* _TAREA PLANTEADA A_
En el texto sobre la fuerza curativa de Jesús, ¿qué sacramento encomendó Jesús a su Iglesia?
* _TAREA PLANTEADA B_
Prosigue el texto sobre la fuerza curativa de Jesús a partir de su última oración.

* _TEXTO DE LA PÁGINA_
——
Todos sufrimos diversas clases de parálisis. Por eso nos gozamos de que nos alcance una y otra vez la salvación de Jesús, a través de la mediación de la Iglesia. Esta fuerza curativa de Jesús nos llega, por ejemplo, en la Eucaristía, porque somos invitados a comulgar con «el que quita el pecado del mundo». Y, sobre todo, en el sacramento de la Reconciliación, que Jesús encomendó a su Iglesia. Jesús nos quiere con salud plena. Con libertad exterior e interior. Con el equilibrio y la alegría de los sanos de cuerpo y de espíritu. Ha venido de parte de Dios precisamente a eso: a reconciliarnos, a anunciarnos el perdón y la vida divina. Y ha encomendado a su Iglesia este mismo ministerio. El mensaje de este texto nos deja en claro que Dios, por su amor universal, a través de Jesús, ofrece su Reino a todos los hombres por igual, sin distinción de pueblo o raza. Por la cercanía a Jesús, en este caso y en muchos otros queda borrado el pecado del hombre que lo paraliza y se le comunica un nuevo espíritu que lo levanta y lo hace caminar.
——
* _DATOS_

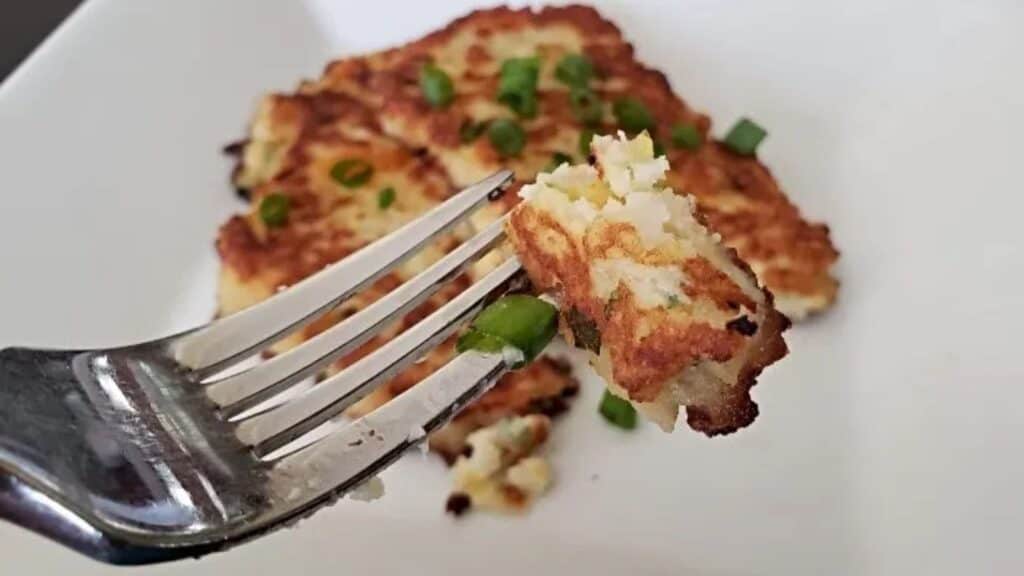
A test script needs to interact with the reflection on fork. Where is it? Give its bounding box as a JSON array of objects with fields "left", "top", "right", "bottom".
——
* _RESPUESTA CORRECTA A_
El sacramento de la Reconciliación.

* _RESPUESTA CORRECTA B_
El relato, de igual manera, muestra la resistencia e incredulidad de los letrados judíos ante este mensaje y la nueva vida, por el perdón de sus pecados, que aparece en el que se suponía indigno y excluido del Reino. Hoy hay gente que está cegada por el orgullo que les hace tenerse por justos, hay gente que no acepta la llamada de Jesús. Sabemos que al Señor le acogen los que sinceramente se consideran pecadores. Ante ellos Dios se abaja perdonándolos. Como dice san Agustín, «es una gran miseria el hombre orgulloso, pero más grande es la misericordia de Dios humilde». Y, en este caso, la misericordia divina todavía va más allá: como complemento del perdón le devuelve la salud: «Levántate, toma tu camilla y vete a tu casa» (Mt 9,6). Jesús quiere que el gozo del pecador convertido sea completo. Le pedimos a María Santísima que nos acompañe en nuestro caminar y que siempre experimentemos la curación del Señor. ¡Bendecido jueves eucarístico y sacerdotal!
Padre Alfredo.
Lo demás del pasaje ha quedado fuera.